SOURCE DOCUMENT.
--

Rational and adaptive delusions: the evolution of free will

Evolution of Free Will

(free will as counterfactuals, showing why such a perception would be selected for, and why a meta-awareness of the illusory quality of ‘it could have been otherwise’ would NOT be selected for. E.g. Procedural programming.

QUOTES
The only way to truly determine if some has the choice to make a decision one way or another is to have them live the exact same life … and see whether or bot conscious decision-making has another part in what you.
—Joe Rogan

Is there not a choice there? Is there not a choice?


The basic premise is as follows: It’s been repeatedly demonstrated that strong, metaphysical formulations of free will appear to be incoherent. These formulations, when examined, appear to require of us a capacity to determine our actions that is itself neither determined nor random. Yet, an intuitive sense of freedom is manifest in our phenomenal experience of choice. When imagining the past, we feel “I could have done otherwise,” and in imaging the future we feel “I can do differently.” And so we’re off to the races to tell a story that resolves the apparent incoherence of free will and preserves our intuitions.

--

SUPPLIED INFORMATION.
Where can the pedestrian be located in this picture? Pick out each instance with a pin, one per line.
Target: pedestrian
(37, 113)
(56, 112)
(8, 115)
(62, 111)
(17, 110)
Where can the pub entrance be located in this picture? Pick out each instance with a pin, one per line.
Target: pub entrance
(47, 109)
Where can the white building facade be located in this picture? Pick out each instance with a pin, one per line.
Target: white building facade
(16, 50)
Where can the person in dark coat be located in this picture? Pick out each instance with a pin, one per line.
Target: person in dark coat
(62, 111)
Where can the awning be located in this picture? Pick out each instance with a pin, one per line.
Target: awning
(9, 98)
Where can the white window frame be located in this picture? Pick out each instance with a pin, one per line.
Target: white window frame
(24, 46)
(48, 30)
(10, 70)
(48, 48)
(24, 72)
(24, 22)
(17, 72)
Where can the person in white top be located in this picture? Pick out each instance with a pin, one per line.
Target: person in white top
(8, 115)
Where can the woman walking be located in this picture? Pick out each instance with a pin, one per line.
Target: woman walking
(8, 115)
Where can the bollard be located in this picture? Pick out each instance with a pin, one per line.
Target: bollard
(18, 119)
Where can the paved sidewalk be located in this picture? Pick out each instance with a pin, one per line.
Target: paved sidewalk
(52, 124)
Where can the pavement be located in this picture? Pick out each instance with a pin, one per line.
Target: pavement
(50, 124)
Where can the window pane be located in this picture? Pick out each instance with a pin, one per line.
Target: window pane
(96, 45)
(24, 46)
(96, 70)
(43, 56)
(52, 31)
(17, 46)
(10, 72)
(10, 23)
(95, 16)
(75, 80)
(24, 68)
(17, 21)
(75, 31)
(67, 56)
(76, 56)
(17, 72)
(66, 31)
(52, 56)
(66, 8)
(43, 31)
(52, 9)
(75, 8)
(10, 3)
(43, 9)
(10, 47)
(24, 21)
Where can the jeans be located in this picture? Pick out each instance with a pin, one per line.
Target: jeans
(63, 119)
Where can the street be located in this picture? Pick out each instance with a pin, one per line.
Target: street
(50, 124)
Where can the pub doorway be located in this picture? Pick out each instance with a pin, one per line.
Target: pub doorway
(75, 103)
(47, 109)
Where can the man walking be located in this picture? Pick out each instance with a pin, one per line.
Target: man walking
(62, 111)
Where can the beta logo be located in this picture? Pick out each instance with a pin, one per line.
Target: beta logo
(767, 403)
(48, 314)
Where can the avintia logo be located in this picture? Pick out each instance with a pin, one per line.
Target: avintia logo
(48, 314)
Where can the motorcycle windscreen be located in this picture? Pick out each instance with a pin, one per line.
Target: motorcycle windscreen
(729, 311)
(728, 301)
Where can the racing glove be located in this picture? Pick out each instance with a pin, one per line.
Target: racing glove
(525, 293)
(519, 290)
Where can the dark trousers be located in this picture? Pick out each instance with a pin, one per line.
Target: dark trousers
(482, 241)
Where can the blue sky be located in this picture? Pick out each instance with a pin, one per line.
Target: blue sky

--

ACTIONS TO TAKE.
a – Translate this sentence from the free will text into Spanish: "Yet, an intuitive sense of freedom is manifest in our phenomenal experience of choice."
b – Set down the part of the free will text between "Rational and adaptive" and "in what you.", inclusive.
c – Decide whether each statement agrees with the free will text. Answer yes or no for each, and quote the words from the text that settle it.
(i) Strong, metaphysical formulations of free will appear to be incoherent.
(ii) These formulations appear to require a capacity to determine our actions that is itself random.
(iii) When imagining the past, we feel "I can do differently."
The lines have no connection to the free will text.

EXERCISE SOLUTIONS.
a – Sin embargo, en nuestra experiencia fenoménica de la elección se manifiesta un sentido intuitivo de libertad.

b –
Rational and adaptive delusions: the evolution of free will

Evolution of Free Will

(free will as counterfactuals, showing why such a perception would be selected for, and why a meta-awareness of the illusory quality of ‘it could have been otherwise’ would NOT be selected for. E.g. Procedural programming.

QUOTES
The only way to truly determine if some has the choice to make a decision one way or another is to have them live the exact same life … and see whether or bot conscious decision-making has another part in what you.

c –
(i) Yes: "It’s been repeatedly demonstrated that strong, metaphysical formulations of free will appear to be incoherent."
(ii) No: "a capacity to determine our actions that is itself neither determined nor random"
(iii) No: "When imagining the past, we feel “I could have done otherwise,”"